◆ **Labeled-object pointing entries**
- - -

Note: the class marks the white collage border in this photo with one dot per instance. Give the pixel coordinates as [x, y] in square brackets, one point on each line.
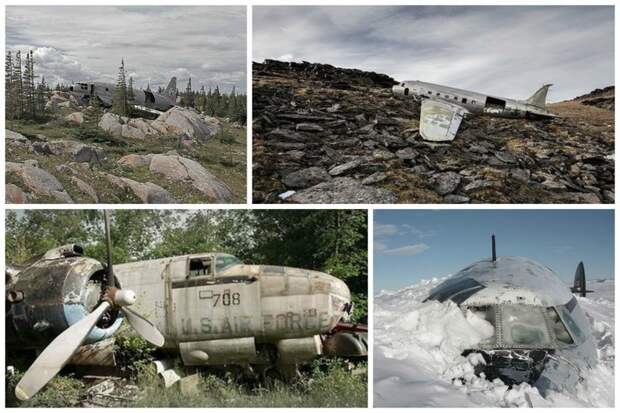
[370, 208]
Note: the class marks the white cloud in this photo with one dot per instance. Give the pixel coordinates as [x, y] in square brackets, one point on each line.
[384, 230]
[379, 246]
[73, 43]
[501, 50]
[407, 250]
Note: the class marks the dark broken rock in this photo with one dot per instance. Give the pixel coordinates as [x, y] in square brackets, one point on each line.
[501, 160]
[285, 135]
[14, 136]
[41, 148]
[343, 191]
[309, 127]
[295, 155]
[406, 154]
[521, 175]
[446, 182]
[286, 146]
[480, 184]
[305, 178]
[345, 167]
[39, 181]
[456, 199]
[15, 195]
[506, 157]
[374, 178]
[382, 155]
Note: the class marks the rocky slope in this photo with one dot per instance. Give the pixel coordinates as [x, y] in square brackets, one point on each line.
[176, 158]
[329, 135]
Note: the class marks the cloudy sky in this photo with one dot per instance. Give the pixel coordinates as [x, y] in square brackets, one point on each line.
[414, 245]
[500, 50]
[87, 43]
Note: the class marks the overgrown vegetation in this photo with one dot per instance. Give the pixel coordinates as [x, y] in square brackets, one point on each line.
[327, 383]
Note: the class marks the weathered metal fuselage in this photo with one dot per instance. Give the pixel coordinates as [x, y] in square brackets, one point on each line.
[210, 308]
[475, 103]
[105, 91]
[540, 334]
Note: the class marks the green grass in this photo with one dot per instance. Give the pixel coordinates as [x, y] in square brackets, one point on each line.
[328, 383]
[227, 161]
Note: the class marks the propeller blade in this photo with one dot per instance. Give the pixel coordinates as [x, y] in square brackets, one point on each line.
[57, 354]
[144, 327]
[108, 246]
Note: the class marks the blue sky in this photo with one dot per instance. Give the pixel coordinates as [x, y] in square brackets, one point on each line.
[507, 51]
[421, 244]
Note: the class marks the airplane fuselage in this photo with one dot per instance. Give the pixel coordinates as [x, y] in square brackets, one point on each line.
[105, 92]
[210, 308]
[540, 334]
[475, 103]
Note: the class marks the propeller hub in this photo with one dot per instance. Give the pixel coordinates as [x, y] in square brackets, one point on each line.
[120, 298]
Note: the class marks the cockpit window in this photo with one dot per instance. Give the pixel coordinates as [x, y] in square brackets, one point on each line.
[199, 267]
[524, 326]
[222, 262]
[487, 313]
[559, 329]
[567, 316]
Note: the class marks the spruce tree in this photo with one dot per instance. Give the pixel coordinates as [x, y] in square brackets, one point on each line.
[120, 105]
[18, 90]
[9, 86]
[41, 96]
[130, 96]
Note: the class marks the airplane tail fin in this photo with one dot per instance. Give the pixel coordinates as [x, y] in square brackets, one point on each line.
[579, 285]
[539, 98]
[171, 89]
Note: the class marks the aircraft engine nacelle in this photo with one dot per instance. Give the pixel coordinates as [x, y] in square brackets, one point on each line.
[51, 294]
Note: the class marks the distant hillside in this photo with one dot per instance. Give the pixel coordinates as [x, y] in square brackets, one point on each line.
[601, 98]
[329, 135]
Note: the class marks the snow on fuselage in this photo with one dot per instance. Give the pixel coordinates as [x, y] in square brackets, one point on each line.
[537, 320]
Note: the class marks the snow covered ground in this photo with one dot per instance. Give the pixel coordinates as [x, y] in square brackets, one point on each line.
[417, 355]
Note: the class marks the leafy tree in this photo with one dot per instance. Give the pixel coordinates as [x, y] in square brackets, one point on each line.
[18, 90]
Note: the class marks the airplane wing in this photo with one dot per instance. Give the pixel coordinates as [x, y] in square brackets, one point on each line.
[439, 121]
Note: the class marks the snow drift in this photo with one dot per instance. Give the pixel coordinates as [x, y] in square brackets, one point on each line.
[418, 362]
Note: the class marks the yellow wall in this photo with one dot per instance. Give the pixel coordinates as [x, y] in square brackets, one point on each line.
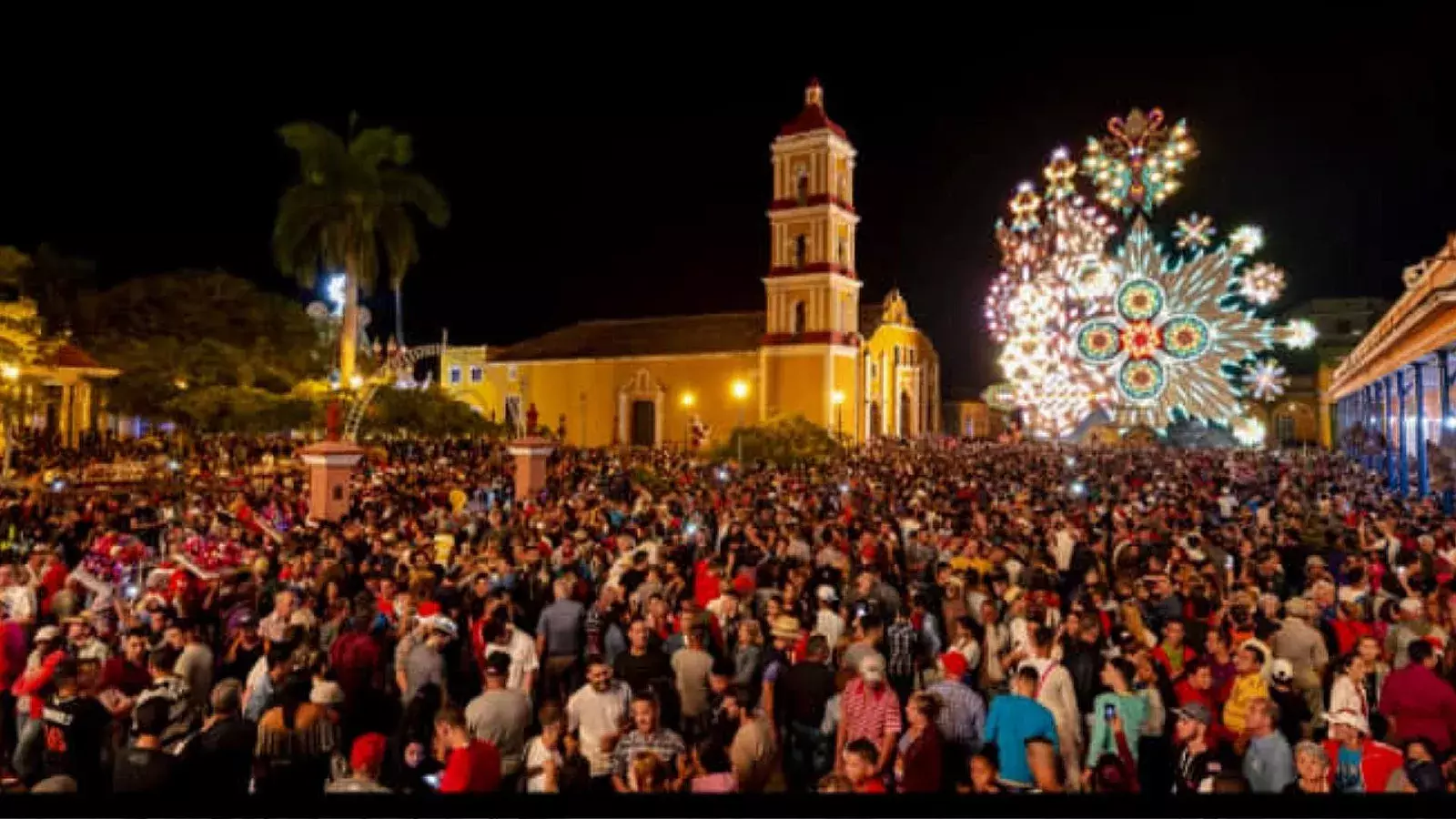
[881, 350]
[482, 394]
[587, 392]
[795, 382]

- - -

All of the material above needs to be restated exactly, with no pictures.

◆ **RESULT**
Note: the class marks the white collage border in this photo with one dot per instance. Give the pixel coordinates as [x, y] in square brackets, one point on each line.
[370, 208]
Note: the class marks the white cloud in this photo with one dot per instance. Give the pixel coordinates as [x, y] in square brackets, one point on each line.
[384, 230]
[379, 246]
[73, 43]
[501, 50]
[407, 250]
Note: the class marks the dark broken rock in this photo with one dot per instance. Give the pixel coordinates as [x, y] in square brackets, one point on each line.
[501, 160]
[285, 135]
[14, 136]
[41, 148]
[343, 191]
[309, 127]
[295, 155]
[406, 154]
[521, 175]
[446, 182]
[286, 146]
[480, 184]
[305, 178]
[345, 167]
[39, 181]
[456, 199]
[15, 195]
[506, 157]
[374, 178]
[382, 155]
Note: the class marks the rocky slope in this photo with one dot per instance. Give the pixel coordinates as [x, y] in square brackets, one point on each line.
[176, 158]
[329, 135]
Note: the class marks the cloudy sky in this photo with one dot per instance. Give the pixel coordinates as [x, y] in square brackets, one point on each line.
[414, 245]
[500, 50]
[87, 43]
Note: the class marks the overgrown vegetation in this photo with one dot per instance. Give the pixel coordinates as [x, y] in square brackets, one point on each line.
[327, 383]
Note: the class marks the weathered metal fuselage in this photo with one dot per instance. Give the pixel coordinates as [x, y] in square brackets, one point on each line.
[210, 308]
[475, 103]
[105, 91]
[540, 334]
Note: the class marks the green grass in this photo with one dot per instance. Give the pixel coordinates as [x, y] in square brackets, one point on each line.
[328, 383]
[227, 161]
Note: the class marks the propeller blade in this photo with one dot per instance. Give the pixel coordinates as [x, y] in square brackets, one point on each line.
[57, 354]
[144, 327]
[108, 246]
Note: the class marks the blue sky in this photo with one dot per instance. Give the pixel coordinates as [x, y] in square brackets, one point on each line.
[507, 51]
[421, 244]
Note: the class marks the airplane fuselage in this photo with one dot per instance. Give the pixel coordinates as [x, y] in square brackets, one point on each line.
[105, 92]
[210, 308]
[540, 334]
[475, 103]
Note: the class marks the propeller hub in this photo with one dot per instance. Give the pixel coordinates as [x, y] in square brackets, one point on each line.
[120, 298]
Note: the class marks the cockpit window in this photo with one dot per instance. Give the pixel coordinates as [x, y] in square brackets, one point on each line.
[199, 267]
[524, 326]
[222, 262]
[487, 313]
[559, 329]
[567, 316]
Note: the class marks the spruce tree in this photo with one dot per instance. Give the pixel coordinates as [x, y] in square brackets, one point on each line.
[120, 105]
[18, 90]
[9, 86]
[41, 96]
[130, 96]
Note: the class marks the airplane tail fin in this photo with one dot per instance. Give the pixel coordinates as [x, y] in square brackets, one point on each line.
[579, 285]
[539, 98]
[171, 89]
Note: the class marks the aircraft engine nacelle in this photo with one dot per instance. Give the pixel coordinates as [x, y] in square brackets, one point on each line.
[51, 294]
Note: the class marks the distant hillside in this photo with one dot per instance. Give the pixel coordinates as [x, y] in square brackets, one point on each line.
[601, 98]
[329, 135]
Note: the class marks the snow on fuselage in this photo with one dot per instance. Give the pixel coordinates as [x, y] in square brackets, one point on each line.
[537, 320]
Note: the class marks the snow covered ground in this photo with one dot per instance. Give the pixel coordinates as [x, y] in square brackets, one point on each line.
[417, 355]
Note: the class marks the leafy tree in this photo with one dot per instance. Give the pixel coordinates as [x, y] in square brackets, one point on each line.
[18, 90]
Note: the class marks the airplane wing in this photo with one dot per instance. Give the pixel coordinates as [x, y] in square brackets, one point on each line.
[439, 121]
Note: the class marks the snow drift in this photo with one dot per instance. Give the pixel coordinates as [x, y] in square brackets, one point on each line.
[418, 362]
Note: the class marks the yellow wall in this photo with one dot per instance. Give the pixel coordinates as [x, y] in square brackets, one point on each line.
[881, 350]
[482, 394]
[587, 392]
[795, 382]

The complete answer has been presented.